▶ _PROBLEM TO WORK ON_
Lay out all of the data below as a two-column CSV with the headers task and answer, giving each task and its answer their own row. Put every field in double quotes and replace any line breaks inside a field with spaces.

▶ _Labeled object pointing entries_
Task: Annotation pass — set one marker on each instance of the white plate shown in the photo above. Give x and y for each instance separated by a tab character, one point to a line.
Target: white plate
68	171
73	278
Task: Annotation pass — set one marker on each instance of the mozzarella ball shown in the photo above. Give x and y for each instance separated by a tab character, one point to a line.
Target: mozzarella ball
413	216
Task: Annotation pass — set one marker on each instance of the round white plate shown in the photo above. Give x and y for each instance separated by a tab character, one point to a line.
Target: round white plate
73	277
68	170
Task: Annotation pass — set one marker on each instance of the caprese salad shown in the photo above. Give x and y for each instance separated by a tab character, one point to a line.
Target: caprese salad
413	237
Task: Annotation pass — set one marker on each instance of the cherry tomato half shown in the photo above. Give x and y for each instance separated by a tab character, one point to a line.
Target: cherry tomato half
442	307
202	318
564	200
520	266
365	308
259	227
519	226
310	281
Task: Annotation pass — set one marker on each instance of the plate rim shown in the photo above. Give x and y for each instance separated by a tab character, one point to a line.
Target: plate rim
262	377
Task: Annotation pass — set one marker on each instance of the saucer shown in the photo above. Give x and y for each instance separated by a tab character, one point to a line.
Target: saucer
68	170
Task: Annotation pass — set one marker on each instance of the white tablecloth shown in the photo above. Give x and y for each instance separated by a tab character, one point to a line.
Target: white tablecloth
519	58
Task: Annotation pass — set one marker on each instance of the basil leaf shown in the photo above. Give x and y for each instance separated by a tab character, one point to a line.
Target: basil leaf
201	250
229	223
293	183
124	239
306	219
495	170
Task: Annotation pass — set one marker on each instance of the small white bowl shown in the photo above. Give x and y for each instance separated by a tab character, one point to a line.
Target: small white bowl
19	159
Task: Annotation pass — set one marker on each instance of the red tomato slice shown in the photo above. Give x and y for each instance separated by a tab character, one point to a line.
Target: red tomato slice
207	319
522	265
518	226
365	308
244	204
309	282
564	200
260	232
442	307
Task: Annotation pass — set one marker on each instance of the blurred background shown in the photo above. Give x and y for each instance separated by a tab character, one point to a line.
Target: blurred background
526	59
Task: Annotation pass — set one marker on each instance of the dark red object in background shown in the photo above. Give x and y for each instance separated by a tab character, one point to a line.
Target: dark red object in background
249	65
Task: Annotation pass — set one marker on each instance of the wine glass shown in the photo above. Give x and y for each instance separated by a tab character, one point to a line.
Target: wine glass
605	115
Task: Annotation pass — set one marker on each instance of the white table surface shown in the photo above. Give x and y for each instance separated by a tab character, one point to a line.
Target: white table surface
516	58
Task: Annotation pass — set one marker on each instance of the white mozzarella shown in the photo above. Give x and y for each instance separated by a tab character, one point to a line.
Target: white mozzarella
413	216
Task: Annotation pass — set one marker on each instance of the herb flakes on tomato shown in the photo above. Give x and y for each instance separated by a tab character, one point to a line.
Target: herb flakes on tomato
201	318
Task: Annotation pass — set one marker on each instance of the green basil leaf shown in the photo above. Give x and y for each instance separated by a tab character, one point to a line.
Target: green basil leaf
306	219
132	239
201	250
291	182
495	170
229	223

▶ _RESULT OF THE EXERCISE_
task,answer
"Task: Annotation pass — set one marker on each instance of the white plate shown in the photo above. Give x and y for each instance separated by a tab character, one point to a line. Target: white plate","68	171 73	278"
"Task: Annotation pass — set one marker on each instance of the mozzarella ball shown in the photo above. Give x and y for each instance separated by a tab character, one point to a line. Target: mozzarella ball","413	216"
"Task: Annotation pass — set one marker on each instance of the round white plate shown in the photo above. Give x and y for each instance separated by a tab character, one point to a line. Target: round white plate","73	277 68	170"
"Task: Annotation pass — set one marker on each instance of the caprese salad shown in the photo above. Give x and y for each instance separated by a tab character, one point to a line. Target: caprese salad","413	237"
"Task: Annotation pass — set one marker on each instance of the cherry tomato half shown in the photo above. Give x and y for each instance separated by a tab character, one point to a line. Target: cherry tomato half","442	307 202	318 564	200 520	266 365	308 259	227 519	226 310	281"
"Task: Annotation pass — set one marker on each instance of the plate rim shown in the photo above. Give x and y for each instance separated by a tab character, one point to a line. Target: plate rim","262	377"
"Task: Annotation pass — set one marker on each instance of the saucer shown in the photo above. Give x and y for each instance separated by a tab character, one point to a line. Target: saucer","68	170"
"Task: Annotation pass — set one marker on each instance of the white tablecloth shown in the photo above. Give x and y for each instance separated by a tab character, one point to a line. Target: white tablecloth","519	58"
"Task: Annotation pass — set one marker on each instance of the basil leaf shown in the photo above. Give x and y for each instance separated by a tab character, one point to a line. Target: basil leaf","201	250 229	223 293	183 124	239 306	219 495	170"
"Task: Annotation pass — set one marker on each instance of the small white bowl shown in the photo above. Give x and y for each instance separated by a tab character, one point to a line. Target: small white bowl","19	159"
"Task: Annotation pass — set one marker on each instance of the red tomato slice shown in the photo above. Give x and y for each instance separated by a tab character, one point to a line. Target: red tomato slice","207	319 522	265 518	226 365	308 244	204 309	282 564	200 260	232 442	307"
"Task: Annotation pass — set one marker on each instance of the blurred background shown in the photo above. Give x and y for each instance separated by a tab character, one point to a line. Target: blurred background","526	59"
"Task: Annotation pass — set one marker on each instance of the dark red object in background shown in the photo above. Give x and y for each instance separated by a tab character, one point to a line. Target: dark red object in background","249	65"
"Task: Annotation pass — set one marker on each instance of the wine glass shown in the photo above. Give x and y for each instance separated by a tab character, one point to a line. Target: wine glass","605	115"
"Task: Annotation pass — set one marker on each instance of the white table surface shown in the photo above. Give x and y for each instance separated by a tab character, one point to a line. Target: white table surface","516	58"
"Task: Annotation pass — set one marker on each instance of the white mozzarella shown in the photo above. Give x and y for each instance separated by a tab character, one point to a line. Target: white mozzarella","413	216"
"Task: Annotation pass — set one marker on each instance of the herb flakes on tomato shown in the photo above. Give x and y for each instance separated by a tab character, one point to a line. Target: herb flakes on tomato","201	318"
"Task: Annotation pass — set one marker on each instance of the green basil leaf shown in the photo above. Give x and y for each instance separated by a tab character, one point to a line. Target: green basil leaf","306	219 132	239 201	250 291	182 495	170 229	223"